**EXERCISE OBJECTIVE:** Rewrite the lines from the one containing "Thank you for the photo. Could you please annotate the house" through the end, replacing "house roof" with "cabin roof" and leaving everything else unchanged.

**DATA LINES:**

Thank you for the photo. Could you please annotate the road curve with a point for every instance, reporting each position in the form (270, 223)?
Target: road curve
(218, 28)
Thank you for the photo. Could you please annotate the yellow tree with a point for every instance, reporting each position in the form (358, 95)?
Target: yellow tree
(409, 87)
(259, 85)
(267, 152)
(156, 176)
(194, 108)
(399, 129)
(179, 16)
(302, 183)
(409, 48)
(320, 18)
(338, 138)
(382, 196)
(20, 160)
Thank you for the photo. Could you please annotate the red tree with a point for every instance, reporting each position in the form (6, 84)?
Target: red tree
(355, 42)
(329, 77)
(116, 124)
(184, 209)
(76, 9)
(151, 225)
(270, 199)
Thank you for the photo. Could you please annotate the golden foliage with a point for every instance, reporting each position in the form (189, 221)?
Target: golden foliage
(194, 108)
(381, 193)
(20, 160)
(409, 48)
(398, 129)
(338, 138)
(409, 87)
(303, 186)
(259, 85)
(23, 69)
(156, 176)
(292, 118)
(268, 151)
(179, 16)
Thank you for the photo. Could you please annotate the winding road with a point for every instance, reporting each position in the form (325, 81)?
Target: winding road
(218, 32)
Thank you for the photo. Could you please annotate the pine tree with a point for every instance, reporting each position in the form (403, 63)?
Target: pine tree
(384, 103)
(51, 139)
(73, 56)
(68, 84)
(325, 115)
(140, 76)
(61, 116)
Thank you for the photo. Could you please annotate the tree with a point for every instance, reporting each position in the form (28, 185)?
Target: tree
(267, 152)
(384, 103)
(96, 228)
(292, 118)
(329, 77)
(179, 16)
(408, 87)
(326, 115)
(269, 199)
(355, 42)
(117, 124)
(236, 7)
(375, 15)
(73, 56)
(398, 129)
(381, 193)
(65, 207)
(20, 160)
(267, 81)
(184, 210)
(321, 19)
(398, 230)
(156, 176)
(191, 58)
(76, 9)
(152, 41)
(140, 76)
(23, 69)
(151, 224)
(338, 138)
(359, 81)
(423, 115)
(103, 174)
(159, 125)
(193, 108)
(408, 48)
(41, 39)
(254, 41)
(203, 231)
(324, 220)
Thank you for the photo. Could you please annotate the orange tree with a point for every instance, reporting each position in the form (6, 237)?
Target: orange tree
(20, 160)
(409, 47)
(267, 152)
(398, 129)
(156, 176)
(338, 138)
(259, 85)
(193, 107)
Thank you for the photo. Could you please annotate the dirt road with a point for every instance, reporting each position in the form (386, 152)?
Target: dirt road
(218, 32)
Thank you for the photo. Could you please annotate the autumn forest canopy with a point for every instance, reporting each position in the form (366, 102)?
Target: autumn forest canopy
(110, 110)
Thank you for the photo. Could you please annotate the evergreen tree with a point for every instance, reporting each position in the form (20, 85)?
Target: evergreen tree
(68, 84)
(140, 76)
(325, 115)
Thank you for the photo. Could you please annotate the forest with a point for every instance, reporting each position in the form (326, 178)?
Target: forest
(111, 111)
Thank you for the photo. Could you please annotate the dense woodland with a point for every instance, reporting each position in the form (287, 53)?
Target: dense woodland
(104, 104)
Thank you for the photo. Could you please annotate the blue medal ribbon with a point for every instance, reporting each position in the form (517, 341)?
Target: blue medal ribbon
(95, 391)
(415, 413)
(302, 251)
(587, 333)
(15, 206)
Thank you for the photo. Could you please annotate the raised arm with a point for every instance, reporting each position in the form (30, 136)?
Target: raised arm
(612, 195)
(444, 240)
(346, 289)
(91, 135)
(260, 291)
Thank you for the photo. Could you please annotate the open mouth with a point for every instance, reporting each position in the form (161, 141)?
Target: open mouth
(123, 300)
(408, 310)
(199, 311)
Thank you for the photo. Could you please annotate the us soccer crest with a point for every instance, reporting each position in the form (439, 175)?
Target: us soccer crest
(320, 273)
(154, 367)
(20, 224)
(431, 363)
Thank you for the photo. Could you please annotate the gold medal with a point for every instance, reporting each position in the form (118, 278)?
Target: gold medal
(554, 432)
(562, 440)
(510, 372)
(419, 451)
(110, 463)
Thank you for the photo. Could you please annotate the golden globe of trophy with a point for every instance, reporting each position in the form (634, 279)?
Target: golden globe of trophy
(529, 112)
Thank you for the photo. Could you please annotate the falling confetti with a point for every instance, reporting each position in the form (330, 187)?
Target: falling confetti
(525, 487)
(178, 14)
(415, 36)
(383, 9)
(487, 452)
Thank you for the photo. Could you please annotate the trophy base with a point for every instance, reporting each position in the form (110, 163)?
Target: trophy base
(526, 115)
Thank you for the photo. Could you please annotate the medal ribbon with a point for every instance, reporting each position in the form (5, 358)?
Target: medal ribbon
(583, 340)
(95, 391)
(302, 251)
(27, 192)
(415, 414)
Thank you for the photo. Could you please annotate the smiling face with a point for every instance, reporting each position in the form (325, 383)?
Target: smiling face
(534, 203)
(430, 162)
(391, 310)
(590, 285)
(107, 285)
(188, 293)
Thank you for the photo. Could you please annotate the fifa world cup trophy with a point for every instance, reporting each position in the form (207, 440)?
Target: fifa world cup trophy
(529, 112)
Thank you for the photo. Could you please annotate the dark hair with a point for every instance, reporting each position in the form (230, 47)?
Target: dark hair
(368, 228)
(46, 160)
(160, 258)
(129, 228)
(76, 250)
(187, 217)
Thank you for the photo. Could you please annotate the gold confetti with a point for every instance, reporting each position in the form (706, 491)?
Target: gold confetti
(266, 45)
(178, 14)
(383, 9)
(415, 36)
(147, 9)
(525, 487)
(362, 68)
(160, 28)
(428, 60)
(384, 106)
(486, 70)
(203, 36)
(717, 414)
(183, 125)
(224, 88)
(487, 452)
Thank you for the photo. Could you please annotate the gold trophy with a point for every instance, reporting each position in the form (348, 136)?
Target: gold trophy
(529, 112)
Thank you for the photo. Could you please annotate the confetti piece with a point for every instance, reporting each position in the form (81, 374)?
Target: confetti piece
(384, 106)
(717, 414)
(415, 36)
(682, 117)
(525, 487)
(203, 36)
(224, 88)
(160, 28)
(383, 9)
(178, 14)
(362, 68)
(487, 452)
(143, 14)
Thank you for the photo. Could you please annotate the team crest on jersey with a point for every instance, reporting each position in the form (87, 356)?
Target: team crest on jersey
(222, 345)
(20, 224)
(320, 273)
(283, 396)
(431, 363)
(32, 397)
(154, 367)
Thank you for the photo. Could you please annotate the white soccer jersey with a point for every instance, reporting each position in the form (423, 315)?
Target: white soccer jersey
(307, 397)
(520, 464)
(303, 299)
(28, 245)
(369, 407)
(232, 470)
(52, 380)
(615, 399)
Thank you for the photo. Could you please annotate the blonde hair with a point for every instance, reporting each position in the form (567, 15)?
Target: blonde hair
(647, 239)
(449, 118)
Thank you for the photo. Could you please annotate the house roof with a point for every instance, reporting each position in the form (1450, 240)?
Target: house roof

**EXPECTED OUTPUT:**
Thank you for the photo. Could you please annotate the cabin roof with a point for every instance, reporting each position in the form (1450, 240)?
Target: cabin roof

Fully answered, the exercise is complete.